**PROBLEM**
In the passage about the FBI director's letter to Congress:
(a) Whose emails did the FBI find on Anthony Weiner's laptop?
(b) What did it cost Weiner the first time he was caught?
(c) What had Comey testified earlier about Clinton?

**PAGE TEXT**
Last Friday the presidential campaigns were respectively surprised and shocked by the news that James Comey, Director of the FBI, had sent a letter to members of Congress informing them that the FBI had discovered a trove of emails belonging to Clinton aide Huma Abedin on the laptop of her estranged husband, Anthony Weiner.  Weiner is a sad case of sexually frustrated narcissism, who cannot stop tweeting lewd pictures of himself to women he doesn’t know, and usually pays a high price for it.  The first time he got caught it cost him his job as a US Representative, the second time it blew his minimal chances of becoming New York City’s mayor, and the third time it cost him his marriage.  The FBI was investigating Weiner’s laptop because he had tweeted pictures of his dick to a 15 year old girl and apparently hoped to start a relationship, a federal offense.  Abedin’s emails were thus discovered by accident, but Comey felt that he had to inform Congress after having testified earlier that Clinton had committed no crime by operating a private email server.

**DATA TO EXAMINE**
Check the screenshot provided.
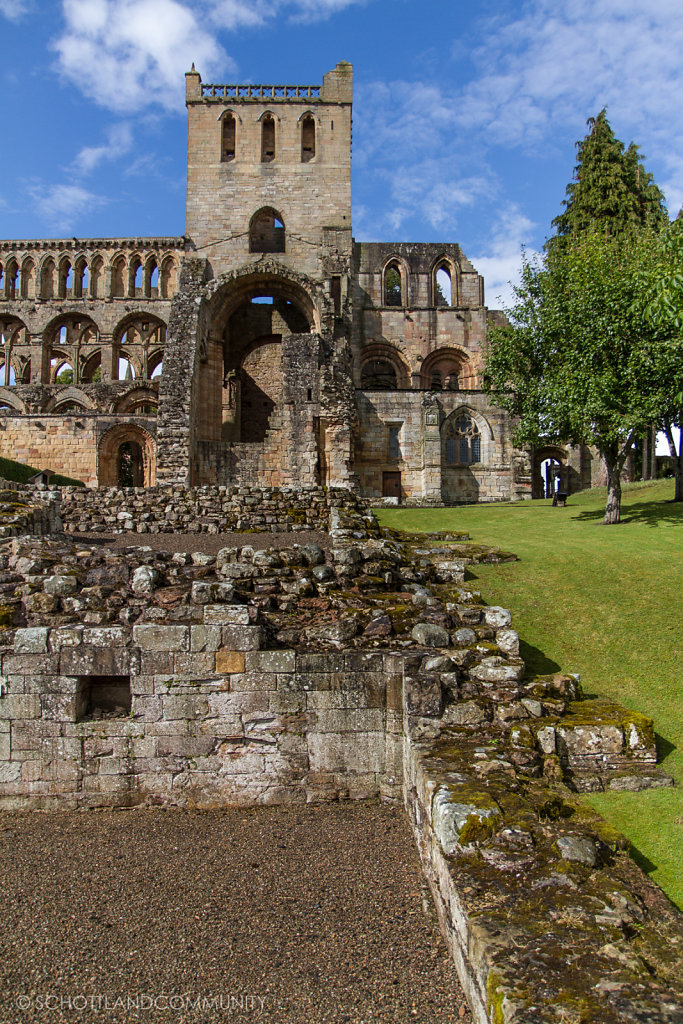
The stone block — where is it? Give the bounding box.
[0,693,42,720]
[156,736,216,758]
[133,626,189,651]
[189,626,223,651]
[230,672,274,692]
[307,732,385,772]
[14,626,50,654]
[245,650,296,673]
[40,693,76,722]
[216,650,245,676]
[404,675,443,718]
[315,708,384,742]
[49,626,83,651]
[2,654,59,678]
[161,694,209,722]
[481,604,512,630]
[59,644,131,676]
[83,626,130,647]
[173,652,216,679]
[204,604,251,626]
[43,575,78,597]
[0,761,22,784]
[139,650,173,676]
[222,626,261,650]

**OUTPUT**
(a) Huma Abedin's, a Clinton aide and Weiner's estranged wife.
(b) His job as a US Representative.
(c) That she had committed no crime by operating a private email server.